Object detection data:
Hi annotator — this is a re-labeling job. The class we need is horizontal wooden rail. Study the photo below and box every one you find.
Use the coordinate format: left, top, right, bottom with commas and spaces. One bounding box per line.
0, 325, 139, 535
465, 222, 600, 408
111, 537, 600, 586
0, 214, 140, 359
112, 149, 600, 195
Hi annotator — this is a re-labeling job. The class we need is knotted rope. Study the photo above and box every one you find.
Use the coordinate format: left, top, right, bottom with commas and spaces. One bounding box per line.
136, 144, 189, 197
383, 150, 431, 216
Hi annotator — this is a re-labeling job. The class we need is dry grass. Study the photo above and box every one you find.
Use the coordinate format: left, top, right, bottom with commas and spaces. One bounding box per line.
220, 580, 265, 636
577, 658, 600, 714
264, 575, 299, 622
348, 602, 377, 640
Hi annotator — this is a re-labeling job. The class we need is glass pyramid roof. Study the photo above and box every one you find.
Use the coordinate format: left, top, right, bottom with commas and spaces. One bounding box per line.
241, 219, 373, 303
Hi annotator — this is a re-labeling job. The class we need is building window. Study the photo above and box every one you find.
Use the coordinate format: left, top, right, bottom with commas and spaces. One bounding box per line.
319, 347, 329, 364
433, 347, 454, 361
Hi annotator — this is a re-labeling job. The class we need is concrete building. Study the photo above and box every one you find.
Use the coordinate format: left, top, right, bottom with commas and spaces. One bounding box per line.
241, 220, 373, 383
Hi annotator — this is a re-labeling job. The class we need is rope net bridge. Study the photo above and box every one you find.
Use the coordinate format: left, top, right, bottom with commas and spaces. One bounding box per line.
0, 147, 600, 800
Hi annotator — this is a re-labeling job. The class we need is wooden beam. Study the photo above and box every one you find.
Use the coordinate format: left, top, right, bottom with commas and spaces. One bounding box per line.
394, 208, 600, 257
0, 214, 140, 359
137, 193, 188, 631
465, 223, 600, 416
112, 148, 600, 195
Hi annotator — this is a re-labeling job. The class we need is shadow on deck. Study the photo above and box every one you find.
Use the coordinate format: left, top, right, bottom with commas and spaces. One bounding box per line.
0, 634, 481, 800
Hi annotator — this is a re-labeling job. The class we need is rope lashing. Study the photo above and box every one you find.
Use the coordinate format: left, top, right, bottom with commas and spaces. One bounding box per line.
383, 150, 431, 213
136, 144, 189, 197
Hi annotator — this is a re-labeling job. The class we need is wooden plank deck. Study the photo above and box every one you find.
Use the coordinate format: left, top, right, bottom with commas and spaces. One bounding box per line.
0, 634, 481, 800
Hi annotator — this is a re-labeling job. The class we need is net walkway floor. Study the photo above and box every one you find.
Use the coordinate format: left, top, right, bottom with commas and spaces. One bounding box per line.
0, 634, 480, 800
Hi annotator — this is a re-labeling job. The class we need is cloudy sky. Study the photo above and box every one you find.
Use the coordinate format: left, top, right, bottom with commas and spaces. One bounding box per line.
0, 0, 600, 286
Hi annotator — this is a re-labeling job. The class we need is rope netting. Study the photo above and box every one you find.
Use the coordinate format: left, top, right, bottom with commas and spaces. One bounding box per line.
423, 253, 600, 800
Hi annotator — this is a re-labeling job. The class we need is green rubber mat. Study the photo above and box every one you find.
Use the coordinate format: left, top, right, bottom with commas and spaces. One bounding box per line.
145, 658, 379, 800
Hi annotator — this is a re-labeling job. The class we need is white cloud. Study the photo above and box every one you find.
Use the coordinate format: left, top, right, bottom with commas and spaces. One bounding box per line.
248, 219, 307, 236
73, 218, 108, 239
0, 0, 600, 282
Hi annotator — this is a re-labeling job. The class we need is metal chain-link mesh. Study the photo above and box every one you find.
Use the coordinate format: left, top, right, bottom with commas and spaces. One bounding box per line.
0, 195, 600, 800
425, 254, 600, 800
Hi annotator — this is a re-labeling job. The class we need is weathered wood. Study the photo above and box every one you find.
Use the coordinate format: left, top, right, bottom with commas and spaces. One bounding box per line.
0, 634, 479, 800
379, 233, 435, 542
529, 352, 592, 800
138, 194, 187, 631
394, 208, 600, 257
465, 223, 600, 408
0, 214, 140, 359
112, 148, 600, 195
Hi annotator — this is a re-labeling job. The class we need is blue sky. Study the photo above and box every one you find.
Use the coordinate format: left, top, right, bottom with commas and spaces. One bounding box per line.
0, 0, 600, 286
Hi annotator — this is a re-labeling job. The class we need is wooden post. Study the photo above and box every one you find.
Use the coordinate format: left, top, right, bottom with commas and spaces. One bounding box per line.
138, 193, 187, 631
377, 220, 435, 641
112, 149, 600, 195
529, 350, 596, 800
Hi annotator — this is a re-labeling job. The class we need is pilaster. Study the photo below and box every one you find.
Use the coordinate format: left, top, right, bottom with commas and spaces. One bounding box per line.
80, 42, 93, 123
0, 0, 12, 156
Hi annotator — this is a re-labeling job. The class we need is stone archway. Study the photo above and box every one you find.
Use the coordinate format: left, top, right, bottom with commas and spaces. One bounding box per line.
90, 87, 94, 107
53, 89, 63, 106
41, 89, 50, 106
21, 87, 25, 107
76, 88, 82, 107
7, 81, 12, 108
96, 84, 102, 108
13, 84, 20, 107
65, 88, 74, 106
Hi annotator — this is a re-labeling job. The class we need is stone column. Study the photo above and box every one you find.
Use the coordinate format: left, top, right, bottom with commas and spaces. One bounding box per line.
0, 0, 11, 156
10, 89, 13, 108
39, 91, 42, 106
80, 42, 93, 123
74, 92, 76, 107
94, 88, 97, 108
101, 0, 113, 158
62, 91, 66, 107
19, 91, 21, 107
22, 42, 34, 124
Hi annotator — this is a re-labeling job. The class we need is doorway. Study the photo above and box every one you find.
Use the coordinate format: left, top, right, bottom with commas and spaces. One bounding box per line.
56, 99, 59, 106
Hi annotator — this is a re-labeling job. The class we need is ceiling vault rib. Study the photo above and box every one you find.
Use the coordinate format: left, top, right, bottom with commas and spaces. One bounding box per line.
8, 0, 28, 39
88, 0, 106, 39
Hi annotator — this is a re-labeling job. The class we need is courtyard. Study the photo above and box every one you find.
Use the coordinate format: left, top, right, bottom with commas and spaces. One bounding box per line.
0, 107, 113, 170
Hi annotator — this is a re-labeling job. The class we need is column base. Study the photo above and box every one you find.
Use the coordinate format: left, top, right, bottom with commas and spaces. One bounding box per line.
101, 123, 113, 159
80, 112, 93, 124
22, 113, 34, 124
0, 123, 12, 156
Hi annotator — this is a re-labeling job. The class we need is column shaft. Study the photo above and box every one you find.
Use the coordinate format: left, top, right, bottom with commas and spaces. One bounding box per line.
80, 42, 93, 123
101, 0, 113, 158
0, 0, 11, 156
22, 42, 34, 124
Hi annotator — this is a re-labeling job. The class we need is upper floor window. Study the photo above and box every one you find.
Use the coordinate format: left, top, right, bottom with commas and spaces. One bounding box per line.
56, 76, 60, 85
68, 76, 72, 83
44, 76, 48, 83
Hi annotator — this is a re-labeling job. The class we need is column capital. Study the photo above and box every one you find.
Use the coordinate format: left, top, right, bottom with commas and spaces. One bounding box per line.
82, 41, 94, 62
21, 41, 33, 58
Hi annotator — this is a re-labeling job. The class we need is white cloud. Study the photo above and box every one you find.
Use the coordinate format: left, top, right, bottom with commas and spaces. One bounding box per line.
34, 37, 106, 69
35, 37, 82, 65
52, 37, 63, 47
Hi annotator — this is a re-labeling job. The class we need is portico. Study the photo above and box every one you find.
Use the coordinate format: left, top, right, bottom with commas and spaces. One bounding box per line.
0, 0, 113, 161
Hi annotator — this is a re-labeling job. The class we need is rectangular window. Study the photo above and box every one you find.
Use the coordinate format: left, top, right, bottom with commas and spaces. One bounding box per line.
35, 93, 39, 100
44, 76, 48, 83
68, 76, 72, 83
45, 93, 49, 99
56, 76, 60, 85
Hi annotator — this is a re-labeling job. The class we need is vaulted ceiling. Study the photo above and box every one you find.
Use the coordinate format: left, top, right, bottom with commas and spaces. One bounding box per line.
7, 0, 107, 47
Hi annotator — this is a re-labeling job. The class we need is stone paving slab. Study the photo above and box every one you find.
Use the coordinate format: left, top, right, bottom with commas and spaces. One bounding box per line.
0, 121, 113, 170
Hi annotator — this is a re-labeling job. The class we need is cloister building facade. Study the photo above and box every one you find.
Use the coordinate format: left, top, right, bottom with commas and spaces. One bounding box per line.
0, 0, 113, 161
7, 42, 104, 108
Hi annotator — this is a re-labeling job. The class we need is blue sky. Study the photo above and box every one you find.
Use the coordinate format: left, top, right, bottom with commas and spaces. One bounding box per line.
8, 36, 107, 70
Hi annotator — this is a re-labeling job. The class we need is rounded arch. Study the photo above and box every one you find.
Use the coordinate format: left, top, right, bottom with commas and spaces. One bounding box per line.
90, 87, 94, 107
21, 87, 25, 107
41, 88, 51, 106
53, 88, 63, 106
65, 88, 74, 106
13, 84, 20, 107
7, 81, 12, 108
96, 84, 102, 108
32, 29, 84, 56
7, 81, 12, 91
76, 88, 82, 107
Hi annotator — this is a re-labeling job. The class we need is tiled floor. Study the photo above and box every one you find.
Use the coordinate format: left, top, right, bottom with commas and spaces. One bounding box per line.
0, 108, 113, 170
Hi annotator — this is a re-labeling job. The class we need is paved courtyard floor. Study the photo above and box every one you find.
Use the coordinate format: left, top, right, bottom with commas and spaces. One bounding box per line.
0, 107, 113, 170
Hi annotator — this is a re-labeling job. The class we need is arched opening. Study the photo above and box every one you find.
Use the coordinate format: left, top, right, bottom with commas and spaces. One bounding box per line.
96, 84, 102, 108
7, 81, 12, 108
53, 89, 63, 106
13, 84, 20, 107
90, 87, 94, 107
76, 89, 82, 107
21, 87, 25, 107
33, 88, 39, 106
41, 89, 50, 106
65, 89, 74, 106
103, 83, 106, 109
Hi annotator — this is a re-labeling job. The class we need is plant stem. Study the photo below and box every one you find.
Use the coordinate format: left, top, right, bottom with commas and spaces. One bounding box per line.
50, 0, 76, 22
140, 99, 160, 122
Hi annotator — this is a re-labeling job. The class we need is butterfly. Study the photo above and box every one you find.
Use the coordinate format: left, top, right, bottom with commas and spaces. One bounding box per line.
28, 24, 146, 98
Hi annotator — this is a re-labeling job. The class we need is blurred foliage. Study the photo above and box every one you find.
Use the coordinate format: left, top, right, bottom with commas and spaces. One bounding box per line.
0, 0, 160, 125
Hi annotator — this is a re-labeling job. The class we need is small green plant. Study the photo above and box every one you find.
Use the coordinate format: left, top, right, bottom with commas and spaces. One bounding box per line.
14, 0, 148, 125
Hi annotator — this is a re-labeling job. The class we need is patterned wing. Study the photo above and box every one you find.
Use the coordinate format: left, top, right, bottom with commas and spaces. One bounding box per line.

> [Challenge]
Rename "re-labeling job" to "relabeling task" in everything from the line containing "need is glass" down to the line containing "433, 347, 454, 361", leaving all other text unchanged. Return only those lines.

> [Solution to the exercise]
Hi annotator — this is a relabeling task. The class we need is glass pyramid roof. Study the photo above and box every one you find.
Use the coordinate format: left, top, right, bottom with commas and spaces. One bounding box per line.
241, 219, 373, 303
Hi annotator — this is a relabeling task. The class we need is building window. Study the photo above and box every one you find.
Use the coordinate format: left, top, right, bottom with commas and spaces. One bounding box per line.
319, 347, 329, 364
433, 347, 454, 361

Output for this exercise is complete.